■ Exercise task: How many lines in the entries below contain the string "road"? Letter case matters, and your reply should be the number alone.

■ Entries taken from a collection:
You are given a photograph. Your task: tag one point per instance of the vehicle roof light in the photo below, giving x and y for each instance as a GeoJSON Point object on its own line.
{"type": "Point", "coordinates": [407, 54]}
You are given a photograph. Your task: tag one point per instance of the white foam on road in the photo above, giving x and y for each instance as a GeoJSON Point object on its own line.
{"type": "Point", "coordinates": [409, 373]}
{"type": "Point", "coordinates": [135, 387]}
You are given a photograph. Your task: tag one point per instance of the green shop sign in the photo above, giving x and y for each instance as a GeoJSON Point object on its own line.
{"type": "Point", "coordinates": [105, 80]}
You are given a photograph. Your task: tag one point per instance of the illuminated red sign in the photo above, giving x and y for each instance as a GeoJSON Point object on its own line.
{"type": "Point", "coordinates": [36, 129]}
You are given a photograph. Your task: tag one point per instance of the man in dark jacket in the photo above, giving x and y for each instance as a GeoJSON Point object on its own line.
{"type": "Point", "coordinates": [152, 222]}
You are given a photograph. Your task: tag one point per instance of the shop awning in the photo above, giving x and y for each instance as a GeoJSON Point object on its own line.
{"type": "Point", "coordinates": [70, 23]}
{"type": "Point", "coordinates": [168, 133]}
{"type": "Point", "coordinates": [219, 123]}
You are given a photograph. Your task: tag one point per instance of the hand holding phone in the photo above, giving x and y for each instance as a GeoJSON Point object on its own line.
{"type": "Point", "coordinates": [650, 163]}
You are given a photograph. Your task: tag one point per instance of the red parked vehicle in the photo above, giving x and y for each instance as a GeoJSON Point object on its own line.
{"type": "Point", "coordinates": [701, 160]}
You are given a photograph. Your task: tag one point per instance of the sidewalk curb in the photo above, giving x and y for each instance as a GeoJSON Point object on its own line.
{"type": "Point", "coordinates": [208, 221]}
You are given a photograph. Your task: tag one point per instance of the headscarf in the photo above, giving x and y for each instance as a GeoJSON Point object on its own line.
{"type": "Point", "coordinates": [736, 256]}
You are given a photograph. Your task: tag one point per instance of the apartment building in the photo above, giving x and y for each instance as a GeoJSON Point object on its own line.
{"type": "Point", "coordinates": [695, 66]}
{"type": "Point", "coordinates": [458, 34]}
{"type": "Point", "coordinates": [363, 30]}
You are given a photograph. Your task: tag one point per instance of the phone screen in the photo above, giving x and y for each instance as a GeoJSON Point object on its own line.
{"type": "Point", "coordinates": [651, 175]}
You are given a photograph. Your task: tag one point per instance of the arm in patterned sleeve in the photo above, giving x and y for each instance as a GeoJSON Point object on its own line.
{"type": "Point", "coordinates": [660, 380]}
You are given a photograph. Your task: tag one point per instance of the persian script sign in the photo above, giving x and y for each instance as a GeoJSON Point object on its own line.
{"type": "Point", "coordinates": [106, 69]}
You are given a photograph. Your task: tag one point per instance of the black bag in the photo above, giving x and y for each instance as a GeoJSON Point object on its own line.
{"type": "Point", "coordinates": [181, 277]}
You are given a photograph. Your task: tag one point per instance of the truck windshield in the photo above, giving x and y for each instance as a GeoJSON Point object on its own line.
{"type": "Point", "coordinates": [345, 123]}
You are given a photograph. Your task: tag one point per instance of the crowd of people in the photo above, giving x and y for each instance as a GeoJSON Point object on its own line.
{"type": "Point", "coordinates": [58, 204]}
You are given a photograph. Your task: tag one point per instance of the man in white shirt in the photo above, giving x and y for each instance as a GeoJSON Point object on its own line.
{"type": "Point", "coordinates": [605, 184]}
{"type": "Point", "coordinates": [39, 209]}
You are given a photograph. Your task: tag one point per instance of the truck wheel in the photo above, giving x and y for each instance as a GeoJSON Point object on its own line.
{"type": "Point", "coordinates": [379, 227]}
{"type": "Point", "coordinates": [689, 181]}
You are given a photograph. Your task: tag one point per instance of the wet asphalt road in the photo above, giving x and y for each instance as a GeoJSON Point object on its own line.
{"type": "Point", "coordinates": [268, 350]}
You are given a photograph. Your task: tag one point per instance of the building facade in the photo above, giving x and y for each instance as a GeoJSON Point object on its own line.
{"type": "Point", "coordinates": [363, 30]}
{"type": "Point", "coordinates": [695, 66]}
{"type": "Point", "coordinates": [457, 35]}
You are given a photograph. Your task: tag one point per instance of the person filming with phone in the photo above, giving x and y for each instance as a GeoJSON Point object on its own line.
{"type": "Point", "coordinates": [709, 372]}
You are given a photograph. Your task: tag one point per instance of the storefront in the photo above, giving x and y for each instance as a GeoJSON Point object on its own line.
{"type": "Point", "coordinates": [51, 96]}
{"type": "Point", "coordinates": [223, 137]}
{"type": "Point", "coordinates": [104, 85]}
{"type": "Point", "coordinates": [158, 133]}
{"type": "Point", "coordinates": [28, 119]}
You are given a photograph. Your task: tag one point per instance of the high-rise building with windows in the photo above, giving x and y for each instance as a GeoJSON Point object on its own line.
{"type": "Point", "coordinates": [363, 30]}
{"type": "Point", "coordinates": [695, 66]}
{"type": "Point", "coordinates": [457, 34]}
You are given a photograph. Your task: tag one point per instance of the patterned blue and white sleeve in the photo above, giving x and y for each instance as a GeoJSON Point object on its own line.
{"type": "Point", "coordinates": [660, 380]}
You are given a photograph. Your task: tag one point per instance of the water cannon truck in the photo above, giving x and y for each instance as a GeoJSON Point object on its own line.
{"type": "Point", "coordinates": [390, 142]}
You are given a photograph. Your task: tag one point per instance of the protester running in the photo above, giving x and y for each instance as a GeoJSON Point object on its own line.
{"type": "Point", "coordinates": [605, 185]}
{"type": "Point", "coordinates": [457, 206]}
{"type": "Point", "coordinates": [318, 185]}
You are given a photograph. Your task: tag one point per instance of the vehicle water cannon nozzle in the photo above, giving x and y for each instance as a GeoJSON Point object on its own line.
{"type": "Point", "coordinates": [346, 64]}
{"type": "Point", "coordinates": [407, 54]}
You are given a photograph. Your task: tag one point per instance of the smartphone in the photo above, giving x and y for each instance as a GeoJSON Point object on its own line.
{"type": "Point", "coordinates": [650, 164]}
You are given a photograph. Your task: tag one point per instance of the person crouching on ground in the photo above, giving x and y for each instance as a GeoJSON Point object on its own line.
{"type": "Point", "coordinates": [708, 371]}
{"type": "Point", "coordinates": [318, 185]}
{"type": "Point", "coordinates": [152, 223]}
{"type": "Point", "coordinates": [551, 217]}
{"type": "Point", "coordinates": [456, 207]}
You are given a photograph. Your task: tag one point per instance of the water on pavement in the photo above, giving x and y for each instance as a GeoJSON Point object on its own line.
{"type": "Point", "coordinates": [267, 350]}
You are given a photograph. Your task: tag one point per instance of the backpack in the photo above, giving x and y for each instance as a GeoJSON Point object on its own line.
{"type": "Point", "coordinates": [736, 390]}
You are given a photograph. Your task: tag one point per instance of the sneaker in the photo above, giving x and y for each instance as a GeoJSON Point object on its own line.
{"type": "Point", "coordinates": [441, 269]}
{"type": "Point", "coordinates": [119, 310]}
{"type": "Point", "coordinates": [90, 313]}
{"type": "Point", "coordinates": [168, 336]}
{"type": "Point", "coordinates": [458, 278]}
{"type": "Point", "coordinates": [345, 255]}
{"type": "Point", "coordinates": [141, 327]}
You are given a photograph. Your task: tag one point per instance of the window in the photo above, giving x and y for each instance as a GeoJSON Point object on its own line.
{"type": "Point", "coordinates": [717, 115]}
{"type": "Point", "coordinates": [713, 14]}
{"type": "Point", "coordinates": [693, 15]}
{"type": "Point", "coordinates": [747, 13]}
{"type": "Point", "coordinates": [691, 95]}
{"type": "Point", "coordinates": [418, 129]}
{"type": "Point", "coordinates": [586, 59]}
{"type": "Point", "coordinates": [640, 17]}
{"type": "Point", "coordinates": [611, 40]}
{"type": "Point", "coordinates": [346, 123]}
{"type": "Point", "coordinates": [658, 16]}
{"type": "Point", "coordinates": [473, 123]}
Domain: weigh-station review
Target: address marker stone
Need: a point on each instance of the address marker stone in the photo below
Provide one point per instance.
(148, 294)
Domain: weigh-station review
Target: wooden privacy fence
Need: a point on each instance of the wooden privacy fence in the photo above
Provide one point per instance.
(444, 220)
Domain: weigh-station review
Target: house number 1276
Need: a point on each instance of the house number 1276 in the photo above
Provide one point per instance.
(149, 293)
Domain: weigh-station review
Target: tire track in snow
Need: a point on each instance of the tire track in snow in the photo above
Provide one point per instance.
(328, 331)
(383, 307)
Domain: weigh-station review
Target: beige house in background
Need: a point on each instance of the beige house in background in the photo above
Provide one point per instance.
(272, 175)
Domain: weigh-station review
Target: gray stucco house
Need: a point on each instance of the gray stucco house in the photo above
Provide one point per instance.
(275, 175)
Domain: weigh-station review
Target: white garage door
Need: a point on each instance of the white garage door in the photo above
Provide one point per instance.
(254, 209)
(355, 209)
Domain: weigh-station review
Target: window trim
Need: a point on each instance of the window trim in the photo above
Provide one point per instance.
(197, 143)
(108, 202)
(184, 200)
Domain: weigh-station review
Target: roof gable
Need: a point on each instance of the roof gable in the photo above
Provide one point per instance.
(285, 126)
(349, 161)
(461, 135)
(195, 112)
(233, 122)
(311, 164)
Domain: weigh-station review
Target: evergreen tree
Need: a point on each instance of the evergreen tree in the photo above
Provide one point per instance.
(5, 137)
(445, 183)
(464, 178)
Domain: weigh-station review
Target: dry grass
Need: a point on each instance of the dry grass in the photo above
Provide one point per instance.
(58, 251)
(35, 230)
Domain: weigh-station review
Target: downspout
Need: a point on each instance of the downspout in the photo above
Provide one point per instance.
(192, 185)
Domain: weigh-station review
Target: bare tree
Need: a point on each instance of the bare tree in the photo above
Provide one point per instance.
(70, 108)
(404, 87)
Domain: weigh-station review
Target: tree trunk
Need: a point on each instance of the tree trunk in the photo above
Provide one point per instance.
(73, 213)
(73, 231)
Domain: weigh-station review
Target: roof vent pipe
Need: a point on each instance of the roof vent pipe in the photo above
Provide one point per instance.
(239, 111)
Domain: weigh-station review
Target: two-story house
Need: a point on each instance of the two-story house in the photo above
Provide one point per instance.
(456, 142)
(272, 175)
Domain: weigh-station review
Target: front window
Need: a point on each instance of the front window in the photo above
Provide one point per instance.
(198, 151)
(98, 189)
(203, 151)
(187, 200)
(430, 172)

■ Problem solution: 2